▸ **What you should do**
Retype each of the records below line for line, leaving out the pictures.

▸ **Information supplied**
╭──

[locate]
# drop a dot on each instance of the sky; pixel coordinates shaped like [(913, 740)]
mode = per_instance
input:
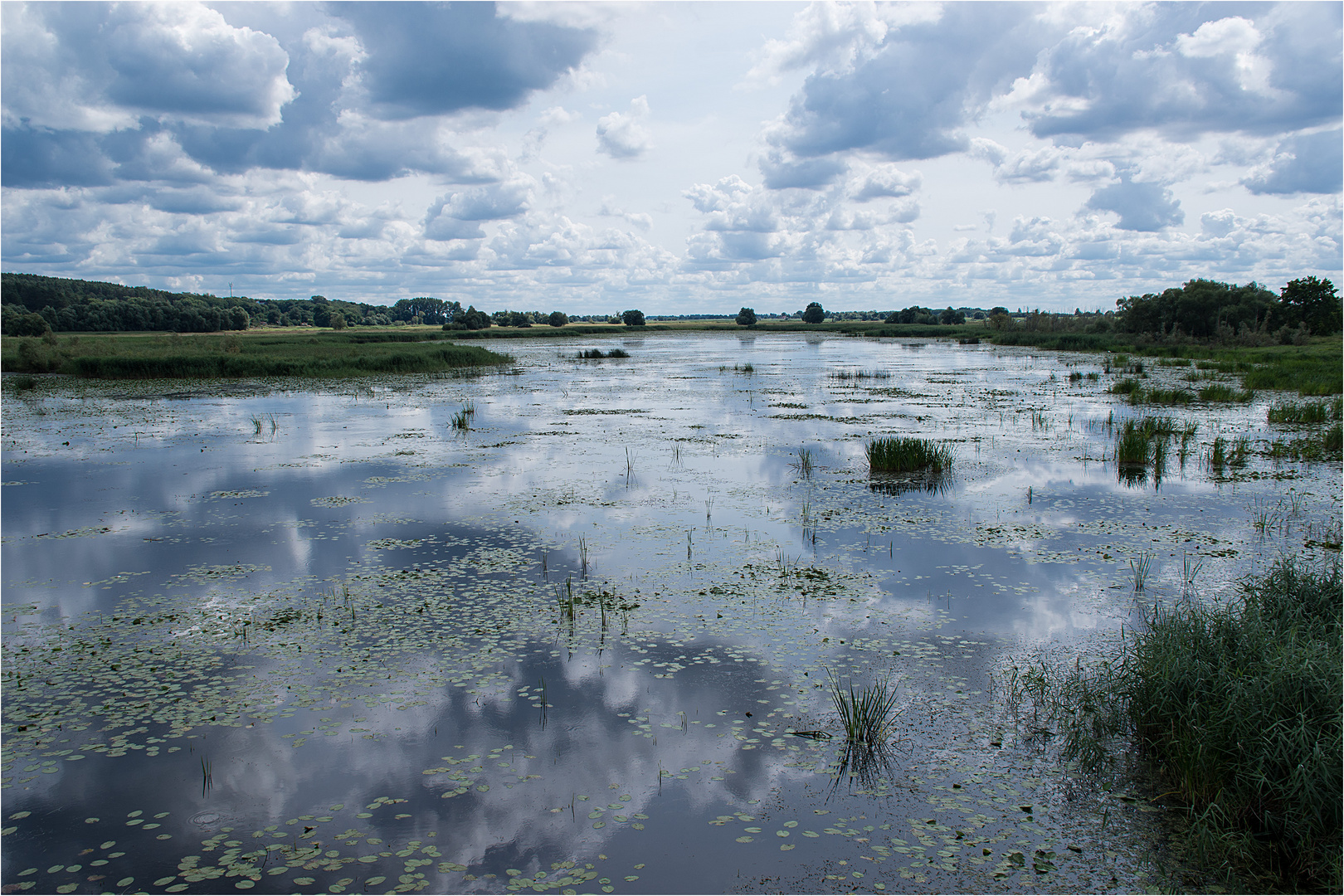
[(680, 158)]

╰──

▸ **Correct answer**
[locate]
# drop a dot on each instance of the sky; pixel coordinates shaped like [(913, 740)]
mode = per_instance
input:
[(680, 158)]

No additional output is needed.